**CHALLENGE 1**
Please duplicate the part of the market-liquidity post from "4. Yesterday there" up to and including "at these prices?".

**SELECTION**
---+---

To: Cynic 2005 who wrote (14008)2/11/1998 3:51:00 PM
From: Cynic 2005  Read Replies (2) | Respond to of 18056
 
More thoughts on the market direction -
I am looking at liquidity and only liquidity in determining the near-term direction:
1. fund flows (per a report out today) for Feb at monthly rate of $14 bil.
2. per a report that was out yesterday, money market funds were up significantly in January and strategists are panting for those $$$.
3. April 15 is around the corner and new IRA money will be coming. If last years Late April rally is any indication, smart money is positioning itself for this $$$.
4. Yesterday there was a quarterly refunding for 10 year (?) treasuries to the tune of about $16 bil. Again, stock market strategists are panting for these $$$$. What are the odds of an institutional bond investor jumping in to equities at these prices?

---+---

**DATA TO USE**
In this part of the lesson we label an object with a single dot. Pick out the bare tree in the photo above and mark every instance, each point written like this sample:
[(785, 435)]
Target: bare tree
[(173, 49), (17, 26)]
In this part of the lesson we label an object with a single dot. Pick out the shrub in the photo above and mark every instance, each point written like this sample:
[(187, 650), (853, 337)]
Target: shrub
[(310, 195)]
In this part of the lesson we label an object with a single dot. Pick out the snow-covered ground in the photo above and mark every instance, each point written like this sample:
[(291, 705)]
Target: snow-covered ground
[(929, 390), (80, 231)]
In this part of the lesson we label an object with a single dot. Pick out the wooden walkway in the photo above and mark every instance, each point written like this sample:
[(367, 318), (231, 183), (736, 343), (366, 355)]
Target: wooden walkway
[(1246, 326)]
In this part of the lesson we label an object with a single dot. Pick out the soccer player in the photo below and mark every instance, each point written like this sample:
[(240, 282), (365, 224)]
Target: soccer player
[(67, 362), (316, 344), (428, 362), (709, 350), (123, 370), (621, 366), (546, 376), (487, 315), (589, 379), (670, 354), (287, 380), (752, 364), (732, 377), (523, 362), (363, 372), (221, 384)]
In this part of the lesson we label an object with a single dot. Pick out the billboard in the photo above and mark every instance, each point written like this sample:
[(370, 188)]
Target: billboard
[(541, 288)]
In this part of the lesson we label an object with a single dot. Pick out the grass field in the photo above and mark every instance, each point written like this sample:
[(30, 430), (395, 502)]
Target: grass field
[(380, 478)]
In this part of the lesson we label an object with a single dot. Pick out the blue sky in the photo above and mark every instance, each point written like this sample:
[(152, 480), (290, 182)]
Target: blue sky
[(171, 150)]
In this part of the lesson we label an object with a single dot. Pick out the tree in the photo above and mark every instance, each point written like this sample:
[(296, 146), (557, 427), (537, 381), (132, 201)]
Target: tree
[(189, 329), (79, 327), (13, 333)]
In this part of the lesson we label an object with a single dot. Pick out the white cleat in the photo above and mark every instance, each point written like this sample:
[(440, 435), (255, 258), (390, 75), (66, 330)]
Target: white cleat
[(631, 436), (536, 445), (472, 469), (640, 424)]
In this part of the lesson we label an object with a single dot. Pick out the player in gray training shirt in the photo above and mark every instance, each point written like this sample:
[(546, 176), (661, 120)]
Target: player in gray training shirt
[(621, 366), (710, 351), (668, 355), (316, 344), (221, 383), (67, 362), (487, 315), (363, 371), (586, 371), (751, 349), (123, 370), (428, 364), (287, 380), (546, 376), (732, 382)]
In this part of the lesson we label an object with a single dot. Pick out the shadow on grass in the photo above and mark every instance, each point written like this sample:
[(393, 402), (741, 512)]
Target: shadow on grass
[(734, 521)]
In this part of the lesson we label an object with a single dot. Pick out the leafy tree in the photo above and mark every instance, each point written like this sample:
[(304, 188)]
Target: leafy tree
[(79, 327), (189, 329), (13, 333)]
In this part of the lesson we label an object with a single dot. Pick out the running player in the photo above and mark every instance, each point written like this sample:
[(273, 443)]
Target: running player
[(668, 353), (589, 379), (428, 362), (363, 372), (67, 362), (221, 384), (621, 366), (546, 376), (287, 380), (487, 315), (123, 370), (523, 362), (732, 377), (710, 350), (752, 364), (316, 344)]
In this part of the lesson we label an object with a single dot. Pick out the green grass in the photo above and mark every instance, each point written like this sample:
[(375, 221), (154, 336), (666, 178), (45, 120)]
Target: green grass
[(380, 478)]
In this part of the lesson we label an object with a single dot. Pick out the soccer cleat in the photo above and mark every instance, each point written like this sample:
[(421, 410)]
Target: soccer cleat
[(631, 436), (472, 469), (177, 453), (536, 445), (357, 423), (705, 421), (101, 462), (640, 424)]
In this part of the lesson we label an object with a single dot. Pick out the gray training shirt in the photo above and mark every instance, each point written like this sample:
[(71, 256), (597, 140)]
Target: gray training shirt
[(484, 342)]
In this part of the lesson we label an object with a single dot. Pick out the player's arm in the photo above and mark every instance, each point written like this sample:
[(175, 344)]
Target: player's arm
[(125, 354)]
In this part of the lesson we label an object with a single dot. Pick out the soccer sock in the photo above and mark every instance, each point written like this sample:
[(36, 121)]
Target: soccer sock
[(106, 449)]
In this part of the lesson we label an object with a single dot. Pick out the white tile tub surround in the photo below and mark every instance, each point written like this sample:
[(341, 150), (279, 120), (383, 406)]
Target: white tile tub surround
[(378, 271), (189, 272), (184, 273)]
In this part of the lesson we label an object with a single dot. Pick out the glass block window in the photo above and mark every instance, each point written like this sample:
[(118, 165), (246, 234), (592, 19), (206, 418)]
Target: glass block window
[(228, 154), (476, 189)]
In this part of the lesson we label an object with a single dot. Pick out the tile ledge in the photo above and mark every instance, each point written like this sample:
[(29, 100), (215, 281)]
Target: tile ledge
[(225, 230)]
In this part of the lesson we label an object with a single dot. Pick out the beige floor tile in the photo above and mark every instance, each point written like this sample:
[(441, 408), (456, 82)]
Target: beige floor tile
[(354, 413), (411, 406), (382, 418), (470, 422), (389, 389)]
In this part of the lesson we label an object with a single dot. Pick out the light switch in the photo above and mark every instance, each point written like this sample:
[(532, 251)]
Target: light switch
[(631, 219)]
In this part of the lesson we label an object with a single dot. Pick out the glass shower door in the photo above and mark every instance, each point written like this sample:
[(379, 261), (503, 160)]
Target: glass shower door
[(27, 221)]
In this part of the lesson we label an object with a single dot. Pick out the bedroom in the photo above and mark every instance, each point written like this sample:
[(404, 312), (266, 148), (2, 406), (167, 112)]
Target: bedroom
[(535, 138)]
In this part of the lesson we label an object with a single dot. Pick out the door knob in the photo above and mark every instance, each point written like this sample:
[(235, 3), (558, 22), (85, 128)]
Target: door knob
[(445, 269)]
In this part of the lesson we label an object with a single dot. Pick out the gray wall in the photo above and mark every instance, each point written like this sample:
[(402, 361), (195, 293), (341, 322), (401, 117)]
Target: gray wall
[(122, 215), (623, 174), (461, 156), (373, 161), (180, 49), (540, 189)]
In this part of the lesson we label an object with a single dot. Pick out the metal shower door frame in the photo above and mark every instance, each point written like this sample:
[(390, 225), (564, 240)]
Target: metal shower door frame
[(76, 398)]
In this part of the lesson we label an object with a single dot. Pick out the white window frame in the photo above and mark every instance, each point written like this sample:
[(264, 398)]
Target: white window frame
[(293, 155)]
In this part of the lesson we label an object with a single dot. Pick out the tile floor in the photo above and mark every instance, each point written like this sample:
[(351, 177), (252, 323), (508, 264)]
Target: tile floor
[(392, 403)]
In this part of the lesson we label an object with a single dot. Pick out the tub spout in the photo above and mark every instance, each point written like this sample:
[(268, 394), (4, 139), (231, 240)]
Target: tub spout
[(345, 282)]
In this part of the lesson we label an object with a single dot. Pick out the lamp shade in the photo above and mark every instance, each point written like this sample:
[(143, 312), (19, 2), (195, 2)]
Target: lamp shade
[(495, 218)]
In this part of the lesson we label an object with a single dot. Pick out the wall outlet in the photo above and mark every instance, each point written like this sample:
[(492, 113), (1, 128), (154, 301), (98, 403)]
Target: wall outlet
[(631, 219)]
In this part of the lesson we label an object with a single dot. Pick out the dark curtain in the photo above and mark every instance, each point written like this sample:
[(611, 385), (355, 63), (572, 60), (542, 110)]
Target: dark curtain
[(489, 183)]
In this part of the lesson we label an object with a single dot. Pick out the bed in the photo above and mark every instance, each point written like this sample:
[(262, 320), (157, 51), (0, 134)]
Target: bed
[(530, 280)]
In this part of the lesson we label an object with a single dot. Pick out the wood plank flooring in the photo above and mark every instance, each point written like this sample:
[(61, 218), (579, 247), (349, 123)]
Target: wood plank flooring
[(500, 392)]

---+---

**CHALLENGE 2**
Express the listing as a JSON list of strings, one string per line, starting at the line with "the wood plank" and running through the end of the listing. Leave out blank lines.

**COMPLETE ANSWER 1**
4. Yesterday there was a quarterly refunding for 10 year (?) treasuries to the tune of about $16 bil. Again, stock market strategists are panting for these $$$$. What are the odds of an institutional bond investor jumping in to equities at these prices?

**COMPLETE ANSWER 2**
[
  "In this part of the lesson we label an object with a single dot. Pick out the wood plank flooring in the photo above and mark every instance, each point written like this sample:",
  "[(61, 218), (579, 247), (349, 123)]",
  "Target: wood plank flooring",
  "[(500, 392)]"
]